**PROBLEM DETAILS**
Report how many of the lines below contain the word "white". Give only the number.

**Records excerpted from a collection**
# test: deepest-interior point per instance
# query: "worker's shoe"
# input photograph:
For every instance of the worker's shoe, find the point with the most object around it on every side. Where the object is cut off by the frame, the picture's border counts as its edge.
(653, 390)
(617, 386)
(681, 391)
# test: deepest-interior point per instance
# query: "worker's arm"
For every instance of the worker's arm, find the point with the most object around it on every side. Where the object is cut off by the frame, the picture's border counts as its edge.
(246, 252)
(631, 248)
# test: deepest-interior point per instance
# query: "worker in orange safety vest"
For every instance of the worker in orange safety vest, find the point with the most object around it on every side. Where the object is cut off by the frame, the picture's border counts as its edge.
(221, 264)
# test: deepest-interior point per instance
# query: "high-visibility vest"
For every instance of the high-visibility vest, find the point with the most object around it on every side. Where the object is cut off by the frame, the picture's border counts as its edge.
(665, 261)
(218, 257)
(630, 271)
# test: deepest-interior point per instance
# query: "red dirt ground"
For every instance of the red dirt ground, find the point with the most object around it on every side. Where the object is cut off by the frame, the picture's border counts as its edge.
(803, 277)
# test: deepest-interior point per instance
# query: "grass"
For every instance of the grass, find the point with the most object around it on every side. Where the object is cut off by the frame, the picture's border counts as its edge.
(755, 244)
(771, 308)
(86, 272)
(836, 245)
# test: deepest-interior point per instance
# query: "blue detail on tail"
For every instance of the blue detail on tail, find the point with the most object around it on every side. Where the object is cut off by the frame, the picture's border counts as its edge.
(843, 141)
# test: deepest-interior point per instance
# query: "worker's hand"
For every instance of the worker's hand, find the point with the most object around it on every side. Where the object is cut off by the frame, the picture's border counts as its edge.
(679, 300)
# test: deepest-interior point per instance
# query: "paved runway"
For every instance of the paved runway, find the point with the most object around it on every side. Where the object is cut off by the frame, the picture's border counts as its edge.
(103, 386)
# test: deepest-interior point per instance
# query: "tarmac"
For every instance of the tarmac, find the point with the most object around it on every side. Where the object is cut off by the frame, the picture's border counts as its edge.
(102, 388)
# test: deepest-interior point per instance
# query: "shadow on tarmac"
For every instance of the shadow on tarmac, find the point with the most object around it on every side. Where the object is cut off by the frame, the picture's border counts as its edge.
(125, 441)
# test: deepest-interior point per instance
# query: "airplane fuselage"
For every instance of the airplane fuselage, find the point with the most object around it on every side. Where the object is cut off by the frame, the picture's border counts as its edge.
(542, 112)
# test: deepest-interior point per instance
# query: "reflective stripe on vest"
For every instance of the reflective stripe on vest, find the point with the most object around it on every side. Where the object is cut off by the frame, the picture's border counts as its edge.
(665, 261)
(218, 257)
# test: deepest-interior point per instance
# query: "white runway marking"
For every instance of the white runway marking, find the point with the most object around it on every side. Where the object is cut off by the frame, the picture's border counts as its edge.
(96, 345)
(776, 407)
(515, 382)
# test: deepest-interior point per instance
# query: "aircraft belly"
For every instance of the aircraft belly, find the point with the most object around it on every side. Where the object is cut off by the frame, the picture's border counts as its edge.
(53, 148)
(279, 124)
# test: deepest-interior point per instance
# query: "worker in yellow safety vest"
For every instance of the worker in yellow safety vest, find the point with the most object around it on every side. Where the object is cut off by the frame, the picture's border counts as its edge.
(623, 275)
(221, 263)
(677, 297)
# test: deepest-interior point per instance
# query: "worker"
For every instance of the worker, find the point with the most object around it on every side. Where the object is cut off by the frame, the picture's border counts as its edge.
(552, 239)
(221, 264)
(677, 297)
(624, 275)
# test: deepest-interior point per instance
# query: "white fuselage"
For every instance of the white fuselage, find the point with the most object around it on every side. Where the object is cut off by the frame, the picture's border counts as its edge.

**COMPLETE ANSWER**
4